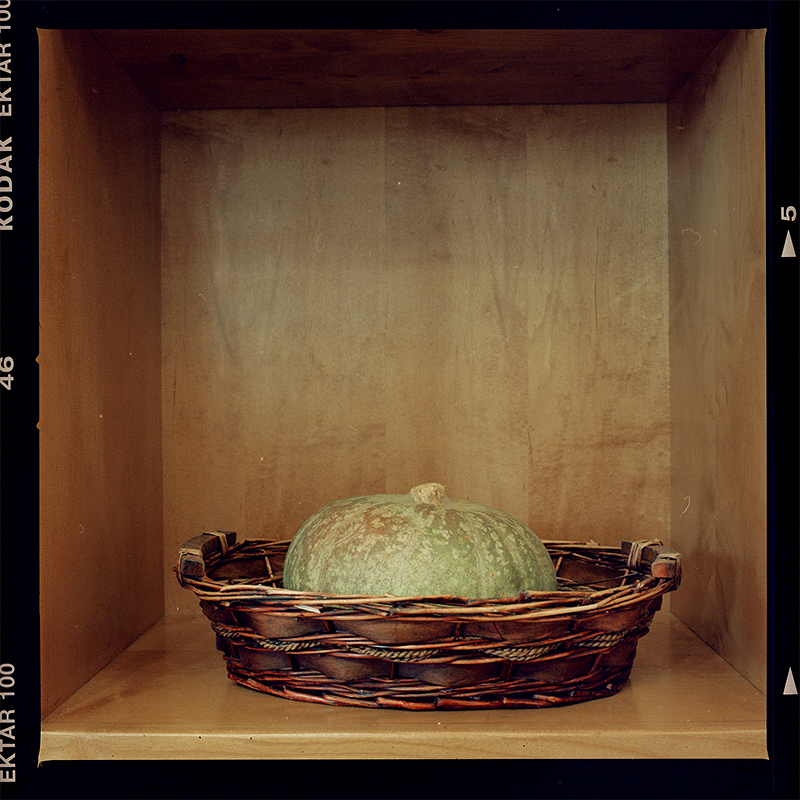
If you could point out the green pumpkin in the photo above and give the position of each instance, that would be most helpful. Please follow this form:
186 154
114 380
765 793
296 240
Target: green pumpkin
417 545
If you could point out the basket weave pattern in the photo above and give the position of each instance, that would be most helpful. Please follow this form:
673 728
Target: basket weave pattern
425 653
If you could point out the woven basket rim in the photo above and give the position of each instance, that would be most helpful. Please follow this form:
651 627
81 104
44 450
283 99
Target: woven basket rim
211 550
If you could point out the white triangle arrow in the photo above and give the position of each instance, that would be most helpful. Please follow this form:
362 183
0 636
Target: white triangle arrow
788 247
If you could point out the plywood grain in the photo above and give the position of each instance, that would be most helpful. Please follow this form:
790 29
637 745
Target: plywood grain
192 69
100 427
682 701
718 351
360 300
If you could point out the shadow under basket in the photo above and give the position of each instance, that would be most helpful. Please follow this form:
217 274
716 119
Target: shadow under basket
428 653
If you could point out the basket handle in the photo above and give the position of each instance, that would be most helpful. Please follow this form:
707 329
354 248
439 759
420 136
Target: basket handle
192 556
664 562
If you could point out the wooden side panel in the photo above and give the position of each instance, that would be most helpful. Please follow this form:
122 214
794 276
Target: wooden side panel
100 429
718 351
360 300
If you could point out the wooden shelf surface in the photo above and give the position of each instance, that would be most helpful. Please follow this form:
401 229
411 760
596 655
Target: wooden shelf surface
168 697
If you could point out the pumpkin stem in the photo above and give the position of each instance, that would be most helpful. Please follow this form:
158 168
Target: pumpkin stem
431 493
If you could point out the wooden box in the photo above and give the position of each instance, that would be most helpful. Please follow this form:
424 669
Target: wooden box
305 265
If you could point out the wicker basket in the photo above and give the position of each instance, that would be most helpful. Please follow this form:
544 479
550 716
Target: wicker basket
426 653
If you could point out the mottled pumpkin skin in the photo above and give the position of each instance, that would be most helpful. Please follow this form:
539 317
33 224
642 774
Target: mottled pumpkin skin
394 544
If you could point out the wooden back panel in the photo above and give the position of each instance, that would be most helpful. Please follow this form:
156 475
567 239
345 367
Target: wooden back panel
360 300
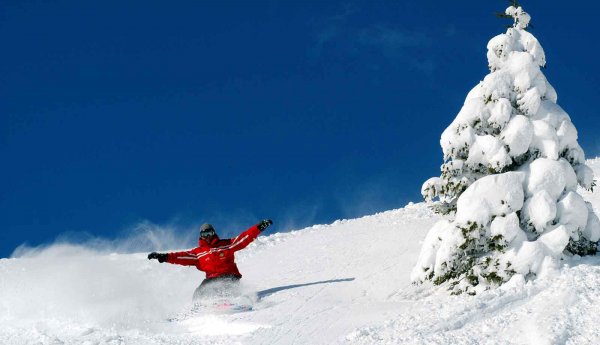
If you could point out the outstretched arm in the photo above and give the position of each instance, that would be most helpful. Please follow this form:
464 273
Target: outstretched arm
187 258
246 237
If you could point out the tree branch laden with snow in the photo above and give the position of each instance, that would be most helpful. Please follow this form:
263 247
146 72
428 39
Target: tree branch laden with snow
511 169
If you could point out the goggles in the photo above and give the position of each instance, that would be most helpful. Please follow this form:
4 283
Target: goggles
207 233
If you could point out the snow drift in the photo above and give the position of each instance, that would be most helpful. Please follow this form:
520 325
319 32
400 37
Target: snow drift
345 283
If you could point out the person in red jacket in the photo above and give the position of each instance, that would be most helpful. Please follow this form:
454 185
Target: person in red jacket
214 255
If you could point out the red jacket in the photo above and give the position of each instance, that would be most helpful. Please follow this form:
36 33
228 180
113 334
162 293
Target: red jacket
215 259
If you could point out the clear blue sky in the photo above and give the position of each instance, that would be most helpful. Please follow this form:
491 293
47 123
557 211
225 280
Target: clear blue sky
181 112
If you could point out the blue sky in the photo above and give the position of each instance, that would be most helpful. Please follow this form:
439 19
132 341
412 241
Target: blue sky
115 112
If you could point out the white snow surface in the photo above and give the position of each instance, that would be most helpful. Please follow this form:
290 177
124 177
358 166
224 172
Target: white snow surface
344 283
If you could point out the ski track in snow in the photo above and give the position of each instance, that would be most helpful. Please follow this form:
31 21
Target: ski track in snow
344 283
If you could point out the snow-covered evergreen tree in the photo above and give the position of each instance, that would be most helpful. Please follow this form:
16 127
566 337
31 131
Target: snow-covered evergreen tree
511 168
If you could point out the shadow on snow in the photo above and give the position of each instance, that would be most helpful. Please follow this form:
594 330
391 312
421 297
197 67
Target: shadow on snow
267 292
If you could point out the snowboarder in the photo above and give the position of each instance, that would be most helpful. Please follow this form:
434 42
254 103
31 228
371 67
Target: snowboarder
214 255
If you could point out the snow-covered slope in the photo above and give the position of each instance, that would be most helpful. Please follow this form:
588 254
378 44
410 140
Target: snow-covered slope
347 282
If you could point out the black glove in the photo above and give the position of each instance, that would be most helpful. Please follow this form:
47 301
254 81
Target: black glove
263 224
158 256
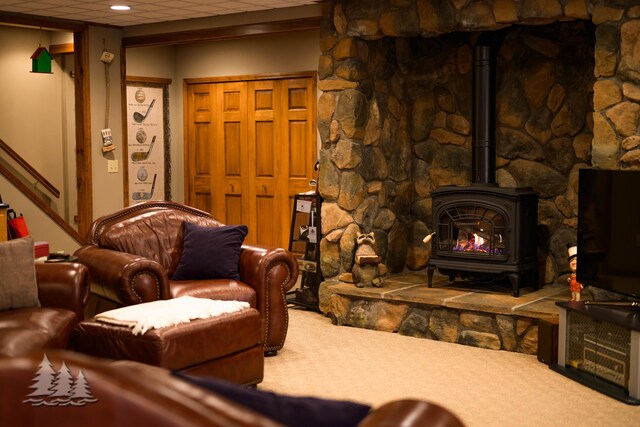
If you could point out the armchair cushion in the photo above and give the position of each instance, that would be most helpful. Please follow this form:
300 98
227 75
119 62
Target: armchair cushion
18 287
210 252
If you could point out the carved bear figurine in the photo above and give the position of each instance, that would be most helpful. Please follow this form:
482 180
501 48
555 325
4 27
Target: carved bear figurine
367 268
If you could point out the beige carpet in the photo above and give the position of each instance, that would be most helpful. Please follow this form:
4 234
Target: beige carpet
483 387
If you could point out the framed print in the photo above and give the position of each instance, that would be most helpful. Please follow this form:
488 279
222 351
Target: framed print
147 147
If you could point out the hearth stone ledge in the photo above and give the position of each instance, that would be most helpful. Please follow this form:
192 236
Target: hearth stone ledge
478 317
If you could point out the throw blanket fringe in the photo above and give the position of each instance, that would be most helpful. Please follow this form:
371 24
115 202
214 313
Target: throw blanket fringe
163 313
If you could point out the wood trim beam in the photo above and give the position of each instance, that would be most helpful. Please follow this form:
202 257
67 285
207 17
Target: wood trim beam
61 49
224 33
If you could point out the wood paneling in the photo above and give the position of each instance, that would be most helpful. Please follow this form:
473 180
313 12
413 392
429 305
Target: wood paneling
261 147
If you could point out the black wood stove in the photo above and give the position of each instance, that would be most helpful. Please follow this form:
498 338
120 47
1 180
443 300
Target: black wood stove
483 231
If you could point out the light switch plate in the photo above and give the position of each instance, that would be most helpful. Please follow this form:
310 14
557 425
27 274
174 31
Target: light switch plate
112 166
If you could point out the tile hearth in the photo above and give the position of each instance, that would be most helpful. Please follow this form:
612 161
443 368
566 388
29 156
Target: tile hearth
476 314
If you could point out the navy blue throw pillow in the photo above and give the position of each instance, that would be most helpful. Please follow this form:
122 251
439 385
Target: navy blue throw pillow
288 410
210 252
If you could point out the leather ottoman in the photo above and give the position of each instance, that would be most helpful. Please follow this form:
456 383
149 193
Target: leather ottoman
227 346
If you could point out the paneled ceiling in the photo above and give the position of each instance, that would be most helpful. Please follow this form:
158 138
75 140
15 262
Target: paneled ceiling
142 11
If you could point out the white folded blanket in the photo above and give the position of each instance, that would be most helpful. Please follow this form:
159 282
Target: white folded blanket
163 313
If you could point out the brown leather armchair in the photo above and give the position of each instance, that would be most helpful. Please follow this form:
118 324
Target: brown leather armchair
63 291
133 253
117 394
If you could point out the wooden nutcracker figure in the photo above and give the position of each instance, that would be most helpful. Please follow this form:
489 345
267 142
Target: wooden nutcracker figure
574 286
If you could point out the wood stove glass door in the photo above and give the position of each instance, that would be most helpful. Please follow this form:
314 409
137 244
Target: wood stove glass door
472 231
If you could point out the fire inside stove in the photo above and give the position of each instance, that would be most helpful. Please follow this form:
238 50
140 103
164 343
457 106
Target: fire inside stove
475 238
473 230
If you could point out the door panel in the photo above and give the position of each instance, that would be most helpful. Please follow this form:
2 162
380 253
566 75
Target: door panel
250 147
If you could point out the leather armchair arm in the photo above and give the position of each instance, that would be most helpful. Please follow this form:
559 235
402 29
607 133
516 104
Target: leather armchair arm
411 413
272 272
63 285
123 277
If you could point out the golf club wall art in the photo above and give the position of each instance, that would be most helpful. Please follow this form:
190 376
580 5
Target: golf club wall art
148 152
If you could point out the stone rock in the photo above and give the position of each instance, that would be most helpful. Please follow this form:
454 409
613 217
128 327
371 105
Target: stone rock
479 339
538 79
624 117
329 258
416 324
576 9
352 191
604 150
400 22
570 119
548 215
436 17
631 91
582 146
445 99
339 19
422 116
556 97
512 144
477 322
605 94
328 178
333 84
559 154
366 213
512 108
374 164
529 341
396 257
344 49
631 142
418 254
477 15
325 66
565 206
538 125
443 324
372 132
444 136
606 50
385 219
326 107
348 246
631 158
546 181
505 11
334 217
334 236
420 178
507 332
451 166
459 124
346 154
535 9
543 46
603 13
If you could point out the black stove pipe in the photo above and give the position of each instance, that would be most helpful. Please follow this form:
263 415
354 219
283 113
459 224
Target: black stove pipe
484 123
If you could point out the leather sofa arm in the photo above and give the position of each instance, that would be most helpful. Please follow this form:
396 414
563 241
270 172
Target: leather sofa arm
63 285
272 272
411 413
123 277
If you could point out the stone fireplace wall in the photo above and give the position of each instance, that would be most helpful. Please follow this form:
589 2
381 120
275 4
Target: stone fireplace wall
394 115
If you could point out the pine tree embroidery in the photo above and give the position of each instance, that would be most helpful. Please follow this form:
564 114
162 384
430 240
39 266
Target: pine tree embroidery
60 388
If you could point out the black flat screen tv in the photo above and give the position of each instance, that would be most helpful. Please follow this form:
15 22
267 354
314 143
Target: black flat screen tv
609 230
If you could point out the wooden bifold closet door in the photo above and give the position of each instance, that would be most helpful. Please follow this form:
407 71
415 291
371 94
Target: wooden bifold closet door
250 146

------------------------------------------------

◆ Assignment ◆
An exact copy of the lines above between the line holding "If you could point out the fire" and the line holding "If you could point out the pine", inclusive, is the whole answer.

◆ Completed exercise ◆
If you could point out the fire inside stove in the photo above and give the position of each instance, that would be most helpful. Please follow this form:
238 50
140 103
164 343
457 106
Target: fire inside stove
475 238
473 230
If you could point out the door panel in the photo above and give the position of each instance, that would be most helpful. Please follow this form:
2 162
380 253
566 75
Target: door panel
250 147
If you could point out the leather armchair arm in the photo above and give the position of each instance, that would be most helpful. Please follow this form:
559 235
402 29
607 133
516 104
Target: leather armchair arm
411 413
272 272
63 285
123 277
If you could point out the golf club wall art in the photo above and give the position of each instance, that would be most helpful. Please follow this form:
190 376
580 5
Target: golf club wall art
148 152
If you could point out the stone rock in the photo above and give the position of each instance, that would be most helpful. Please follow this form:
454 409
613 217
128 327
371 105
Target: stone rock
479 339
538 79
624 117
329 258
416 324
576 9
352 191
604 150
400 22
570 119
548 215
436 17
631 91
582 146
445 99
339 19
422 116
556 97
512 144
477 322
605 94
328 178
333 84
559 154
366 213
512 108
374 164
529 341
396 257
344 49
631 142
418 254
477 15
325 66
565 206
538 125
443 324
372 132
444 136
606 50
385 219
326 107
348 246
631 158
546 181
505 11
334 217
334 236
420 178
507 332
451 166
459 124
346 154
535 9
543 46
603 13
If you could point out the black stove pipe in the photo above and give the position of each instance, that would be most helpful. Please follow this form:
263 415
354 219
283 113
459 224
Target: black stove pipe
484 123
If you could point out the leather sofa arm in the photo above and give the position of each instance, that would be most helpful. Please follow this form:
396 414
563 241
270 172
Target: leather sofa arm
63 285
272 272
411 413
123 277
If you could point out the stone fireplace wall in the photo above and give the position of each instance, that would be most helpful. Please follow this form:
589 2
381 120
275 4
Target: stone fireplace wall
394 115
If you could point out the pine tree embroidery in the photo above and give the position of each instance, that would be most helpful. Please follow this form:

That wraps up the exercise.